# [Requirement]
Rewrite the entries from the line containing "Task: indicate the yellow-green" through the last entry, both ends included, keeping every line and its request. Multiply each point coordinate in the answers by 1.95 and round to the nearest whole number with halves rounded up, leaving the requests and their format samples unchanged.

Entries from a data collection
———
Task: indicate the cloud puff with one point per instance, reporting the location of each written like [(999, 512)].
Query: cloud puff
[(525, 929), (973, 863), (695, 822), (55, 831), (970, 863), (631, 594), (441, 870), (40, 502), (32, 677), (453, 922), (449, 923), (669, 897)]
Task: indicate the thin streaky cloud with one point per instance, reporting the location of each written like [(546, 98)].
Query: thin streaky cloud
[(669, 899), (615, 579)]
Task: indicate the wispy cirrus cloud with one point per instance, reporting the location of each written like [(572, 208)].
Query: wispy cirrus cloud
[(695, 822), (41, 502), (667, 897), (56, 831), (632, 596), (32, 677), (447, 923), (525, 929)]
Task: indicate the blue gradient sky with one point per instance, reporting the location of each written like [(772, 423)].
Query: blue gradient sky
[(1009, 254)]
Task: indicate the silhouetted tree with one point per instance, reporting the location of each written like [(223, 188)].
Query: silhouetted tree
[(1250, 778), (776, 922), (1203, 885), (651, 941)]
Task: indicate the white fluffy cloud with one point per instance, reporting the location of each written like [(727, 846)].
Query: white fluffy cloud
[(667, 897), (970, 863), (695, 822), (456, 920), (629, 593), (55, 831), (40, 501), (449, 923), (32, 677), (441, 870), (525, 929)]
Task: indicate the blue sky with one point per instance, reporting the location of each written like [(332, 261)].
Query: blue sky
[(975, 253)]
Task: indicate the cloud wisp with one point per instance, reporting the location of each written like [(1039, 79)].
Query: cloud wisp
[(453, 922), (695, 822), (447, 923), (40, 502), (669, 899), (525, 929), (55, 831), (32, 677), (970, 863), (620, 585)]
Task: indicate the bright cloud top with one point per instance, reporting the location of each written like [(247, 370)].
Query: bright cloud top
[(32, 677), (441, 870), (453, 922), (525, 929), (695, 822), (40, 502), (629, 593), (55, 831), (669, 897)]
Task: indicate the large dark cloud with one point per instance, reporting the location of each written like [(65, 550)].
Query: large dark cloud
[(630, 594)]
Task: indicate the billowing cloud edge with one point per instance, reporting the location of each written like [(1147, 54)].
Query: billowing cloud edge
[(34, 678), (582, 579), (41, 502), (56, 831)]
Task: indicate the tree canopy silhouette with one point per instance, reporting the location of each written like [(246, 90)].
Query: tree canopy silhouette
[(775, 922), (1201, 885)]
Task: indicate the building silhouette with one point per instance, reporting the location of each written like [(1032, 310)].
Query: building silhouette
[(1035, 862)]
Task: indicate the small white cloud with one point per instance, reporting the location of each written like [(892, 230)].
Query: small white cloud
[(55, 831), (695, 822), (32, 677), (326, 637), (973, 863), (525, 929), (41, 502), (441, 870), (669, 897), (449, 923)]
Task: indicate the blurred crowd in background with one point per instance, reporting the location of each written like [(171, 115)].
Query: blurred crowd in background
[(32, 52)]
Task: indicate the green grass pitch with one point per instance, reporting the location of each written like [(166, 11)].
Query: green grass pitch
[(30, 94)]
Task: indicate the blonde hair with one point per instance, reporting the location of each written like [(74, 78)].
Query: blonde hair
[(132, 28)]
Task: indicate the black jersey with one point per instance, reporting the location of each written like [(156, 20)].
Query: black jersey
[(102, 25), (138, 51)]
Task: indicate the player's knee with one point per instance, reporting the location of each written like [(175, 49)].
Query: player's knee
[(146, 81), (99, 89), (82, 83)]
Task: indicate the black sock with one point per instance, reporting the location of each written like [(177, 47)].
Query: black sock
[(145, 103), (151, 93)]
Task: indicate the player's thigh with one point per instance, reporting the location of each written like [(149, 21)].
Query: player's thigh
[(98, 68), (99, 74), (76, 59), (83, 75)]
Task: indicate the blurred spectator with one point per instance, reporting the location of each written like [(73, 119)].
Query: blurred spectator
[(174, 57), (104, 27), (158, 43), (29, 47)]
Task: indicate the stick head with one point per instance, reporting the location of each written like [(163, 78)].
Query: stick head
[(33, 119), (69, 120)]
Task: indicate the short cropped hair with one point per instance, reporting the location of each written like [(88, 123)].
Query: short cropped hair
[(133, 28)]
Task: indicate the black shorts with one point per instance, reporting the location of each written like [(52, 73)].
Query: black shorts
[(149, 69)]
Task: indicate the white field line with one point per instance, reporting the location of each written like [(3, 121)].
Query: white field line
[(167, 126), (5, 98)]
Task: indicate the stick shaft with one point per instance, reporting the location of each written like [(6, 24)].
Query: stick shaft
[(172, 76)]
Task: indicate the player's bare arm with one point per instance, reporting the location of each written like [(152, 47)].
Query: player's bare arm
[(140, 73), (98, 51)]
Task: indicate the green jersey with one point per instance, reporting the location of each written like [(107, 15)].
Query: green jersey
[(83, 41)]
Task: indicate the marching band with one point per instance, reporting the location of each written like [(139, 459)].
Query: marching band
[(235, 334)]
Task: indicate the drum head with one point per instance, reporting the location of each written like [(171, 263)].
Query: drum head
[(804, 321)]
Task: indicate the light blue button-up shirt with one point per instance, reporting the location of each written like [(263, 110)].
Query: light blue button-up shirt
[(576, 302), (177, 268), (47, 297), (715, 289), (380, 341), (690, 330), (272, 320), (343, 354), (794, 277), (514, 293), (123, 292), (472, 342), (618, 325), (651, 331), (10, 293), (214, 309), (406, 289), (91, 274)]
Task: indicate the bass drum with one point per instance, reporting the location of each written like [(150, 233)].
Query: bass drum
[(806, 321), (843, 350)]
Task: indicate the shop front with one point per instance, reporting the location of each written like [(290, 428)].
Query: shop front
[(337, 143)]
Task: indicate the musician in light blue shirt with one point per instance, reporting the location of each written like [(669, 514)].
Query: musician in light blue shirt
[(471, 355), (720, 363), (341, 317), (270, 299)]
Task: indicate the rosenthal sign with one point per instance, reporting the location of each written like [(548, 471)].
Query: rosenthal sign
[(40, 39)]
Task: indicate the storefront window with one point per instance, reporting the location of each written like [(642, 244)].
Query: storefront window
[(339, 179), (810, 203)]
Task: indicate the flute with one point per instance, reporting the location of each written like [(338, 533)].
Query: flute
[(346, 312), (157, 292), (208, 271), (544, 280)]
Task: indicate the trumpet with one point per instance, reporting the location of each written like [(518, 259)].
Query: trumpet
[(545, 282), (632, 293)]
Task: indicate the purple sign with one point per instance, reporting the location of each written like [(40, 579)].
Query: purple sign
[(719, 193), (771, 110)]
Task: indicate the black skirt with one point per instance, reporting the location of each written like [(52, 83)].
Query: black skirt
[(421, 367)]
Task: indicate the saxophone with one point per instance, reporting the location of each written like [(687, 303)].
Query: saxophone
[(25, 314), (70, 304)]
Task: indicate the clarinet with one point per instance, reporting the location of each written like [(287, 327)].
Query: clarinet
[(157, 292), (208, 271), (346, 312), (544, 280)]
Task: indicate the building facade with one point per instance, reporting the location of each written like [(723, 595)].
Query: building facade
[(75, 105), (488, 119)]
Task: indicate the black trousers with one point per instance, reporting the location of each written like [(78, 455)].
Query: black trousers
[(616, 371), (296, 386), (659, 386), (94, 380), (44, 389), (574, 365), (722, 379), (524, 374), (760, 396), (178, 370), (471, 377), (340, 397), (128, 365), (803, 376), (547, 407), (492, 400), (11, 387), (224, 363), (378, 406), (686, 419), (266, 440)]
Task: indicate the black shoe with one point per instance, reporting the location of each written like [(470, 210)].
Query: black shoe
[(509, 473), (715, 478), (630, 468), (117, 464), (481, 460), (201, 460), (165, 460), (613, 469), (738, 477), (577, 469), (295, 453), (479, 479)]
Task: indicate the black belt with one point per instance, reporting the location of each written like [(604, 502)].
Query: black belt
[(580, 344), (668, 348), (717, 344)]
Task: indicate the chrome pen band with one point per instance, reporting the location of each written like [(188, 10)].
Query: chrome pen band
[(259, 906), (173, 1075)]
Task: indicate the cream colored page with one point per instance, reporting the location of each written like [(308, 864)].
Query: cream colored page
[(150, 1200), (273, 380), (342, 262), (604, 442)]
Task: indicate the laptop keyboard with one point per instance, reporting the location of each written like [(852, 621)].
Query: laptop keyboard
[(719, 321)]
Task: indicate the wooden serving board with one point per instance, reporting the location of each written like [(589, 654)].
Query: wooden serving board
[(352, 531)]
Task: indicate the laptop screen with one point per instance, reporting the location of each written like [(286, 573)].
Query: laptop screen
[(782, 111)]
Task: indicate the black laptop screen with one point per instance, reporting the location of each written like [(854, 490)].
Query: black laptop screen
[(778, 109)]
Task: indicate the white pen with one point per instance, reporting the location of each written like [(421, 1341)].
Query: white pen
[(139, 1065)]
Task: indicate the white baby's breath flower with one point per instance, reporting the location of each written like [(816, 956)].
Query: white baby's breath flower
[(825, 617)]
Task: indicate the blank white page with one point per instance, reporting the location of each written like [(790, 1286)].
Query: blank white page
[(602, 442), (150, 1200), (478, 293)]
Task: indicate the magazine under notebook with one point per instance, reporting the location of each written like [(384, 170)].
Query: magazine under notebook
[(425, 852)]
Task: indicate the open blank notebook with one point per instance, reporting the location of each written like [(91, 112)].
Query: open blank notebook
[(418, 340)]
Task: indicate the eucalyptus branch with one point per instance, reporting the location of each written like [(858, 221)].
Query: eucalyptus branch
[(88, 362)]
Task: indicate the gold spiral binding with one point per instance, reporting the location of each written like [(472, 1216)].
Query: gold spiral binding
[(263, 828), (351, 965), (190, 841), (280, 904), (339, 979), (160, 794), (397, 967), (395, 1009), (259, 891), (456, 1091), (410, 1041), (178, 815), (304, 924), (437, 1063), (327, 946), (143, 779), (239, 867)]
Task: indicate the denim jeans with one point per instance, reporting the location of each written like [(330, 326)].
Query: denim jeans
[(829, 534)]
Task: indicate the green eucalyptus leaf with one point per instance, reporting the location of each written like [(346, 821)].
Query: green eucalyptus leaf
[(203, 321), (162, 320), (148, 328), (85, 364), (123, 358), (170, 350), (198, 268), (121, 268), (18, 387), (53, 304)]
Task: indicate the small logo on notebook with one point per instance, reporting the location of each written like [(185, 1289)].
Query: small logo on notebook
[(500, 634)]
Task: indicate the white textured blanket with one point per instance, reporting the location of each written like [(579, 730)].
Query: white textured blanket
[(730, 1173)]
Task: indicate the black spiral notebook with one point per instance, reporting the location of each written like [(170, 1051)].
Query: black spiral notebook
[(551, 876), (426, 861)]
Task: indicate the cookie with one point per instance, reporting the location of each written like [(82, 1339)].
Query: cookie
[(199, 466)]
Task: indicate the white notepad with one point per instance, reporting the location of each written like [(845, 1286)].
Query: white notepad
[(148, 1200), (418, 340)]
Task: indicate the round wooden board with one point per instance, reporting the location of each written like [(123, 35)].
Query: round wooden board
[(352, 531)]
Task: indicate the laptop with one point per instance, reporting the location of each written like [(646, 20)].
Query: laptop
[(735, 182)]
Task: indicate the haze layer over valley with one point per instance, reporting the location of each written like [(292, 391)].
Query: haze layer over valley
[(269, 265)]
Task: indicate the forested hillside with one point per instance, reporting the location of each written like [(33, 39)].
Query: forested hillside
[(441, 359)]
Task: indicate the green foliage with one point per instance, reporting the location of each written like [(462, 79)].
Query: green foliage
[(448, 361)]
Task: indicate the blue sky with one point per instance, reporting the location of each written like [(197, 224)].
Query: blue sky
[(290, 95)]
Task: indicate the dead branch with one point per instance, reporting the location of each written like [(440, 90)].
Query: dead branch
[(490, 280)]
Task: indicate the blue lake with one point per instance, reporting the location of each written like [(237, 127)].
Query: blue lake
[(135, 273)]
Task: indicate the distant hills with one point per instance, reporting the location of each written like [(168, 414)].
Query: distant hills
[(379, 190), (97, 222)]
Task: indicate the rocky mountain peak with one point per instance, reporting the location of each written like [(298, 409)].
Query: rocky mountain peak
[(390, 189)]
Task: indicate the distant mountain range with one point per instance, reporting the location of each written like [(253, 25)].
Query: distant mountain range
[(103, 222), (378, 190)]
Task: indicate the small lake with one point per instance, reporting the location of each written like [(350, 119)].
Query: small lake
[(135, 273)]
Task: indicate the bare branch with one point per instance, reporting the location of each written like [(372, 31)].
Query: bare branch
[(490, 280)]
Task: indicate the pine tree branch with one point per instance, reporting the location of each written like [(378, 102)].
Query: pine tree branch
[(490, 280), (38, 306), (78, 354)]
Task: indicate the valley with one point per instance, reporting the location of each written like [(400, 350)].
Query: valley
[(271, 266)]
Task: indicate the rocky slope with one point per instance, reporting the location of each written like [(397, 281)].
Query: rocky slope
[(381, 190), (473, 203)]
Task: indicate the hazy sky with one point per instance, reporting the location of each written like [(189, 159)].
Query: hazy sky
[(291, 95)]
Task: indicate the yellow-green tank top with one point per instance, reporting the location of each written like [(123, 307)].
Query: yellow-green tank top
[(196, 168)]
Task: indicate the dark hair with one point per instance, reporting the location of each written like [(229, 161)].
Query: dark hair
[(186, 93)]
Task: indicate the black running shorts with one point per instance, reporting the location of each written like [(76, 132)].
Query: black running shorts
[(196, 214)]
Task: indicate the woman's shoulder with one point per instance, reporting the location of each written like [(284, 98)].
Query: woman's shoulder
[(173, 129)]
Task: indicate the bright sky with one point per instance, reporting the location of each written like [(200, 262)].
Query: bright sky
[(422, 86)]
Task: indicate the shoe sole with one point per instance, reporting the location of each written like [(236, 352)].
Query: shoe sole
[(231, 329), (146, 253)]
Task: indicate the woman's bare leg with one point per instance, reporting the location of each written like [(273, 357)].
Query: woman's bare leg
———
# [Problem solution]
Task: indicate the yellow-green tank top with one point per instance, reporting the location of each written like [(123, 307)].
Query: yellow-green tank top
[(382, 328)]
Task: indicate the dark hair with one point per instance, reporting the location of each written like [(229, 161)].
Query: dark hair
[(363, 181)]
Task: indicate the black running shorts with one point per instance, reporting the location of each written like [(76, 132)].
Query: black running shorts
[(382, 417)]
Task: indicate the woman's shoulder with one point per instance, reporting the location of each written like [(284, 98)].
Query: woman's shoulder
[(337, 252)]
Task: indicate the bright sky with one point per instance, reporting the location of each written like [(200, 262)].
Query: bright sky
[(823, 168)]
Task: indicate the shoe sole with one point per instance, reporting the location of each written like [(236, 352)].
Query: shoe sole
[(450, 642), (285, 493)]
Task: indicate the woman's bare leg with one point per instance, reporting the location of each written like [(273, 357)].
Query: woman's bare leg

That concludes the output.